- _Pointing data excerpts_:
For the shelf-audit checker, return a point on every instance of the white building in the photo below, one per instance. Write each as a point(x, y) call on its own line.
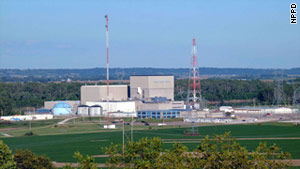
point(27, 117)
point(122, 106)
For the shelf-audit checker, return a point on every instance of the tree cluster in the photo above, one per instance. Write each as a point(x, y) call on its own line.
point(22, 159)
point(221, 90)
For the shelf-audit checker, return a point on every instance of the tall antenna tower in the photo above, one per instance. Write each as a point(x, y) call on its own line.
point(194, 89)
point(107, 68)
point(279, 96)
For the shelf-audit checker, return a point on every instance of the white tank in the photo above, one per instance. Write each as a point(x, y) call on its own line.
point(95, 110)
point(83, 110)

- _Set exercise_: Please render all of the material above as a numbered list, leaving out blank lines and the pictures.

- _Result below_:
1. For the shelf-audit checker, return a point on every instance of the white building in the photo below, one per instance. Write each as a point(x, y) call on its own line.
2. point(27, 117)
3. point(122, 106)
4. For the shelf-audit checker, return a point on every instance of the tree cluster in the photo above, one per instance. Write each as a point(x, y) call on its own line.
5. point(22, 159)
6. point(221, 90)
7. For the shelf-audit checker, return a point on every instance of the tall antenna tower in the photo above, one per instance. Write each as a point(x, y) call on its own line.
8. point(194, 89)
9. point(107, 68)
10. point(279, 96)
11. For the shelf-audit checker, return a point on every instance of the white tank in the photo above, one per instance. Write each as a point(x, y) call on its own line.
12. point(95, 110)
13. point(83, 110)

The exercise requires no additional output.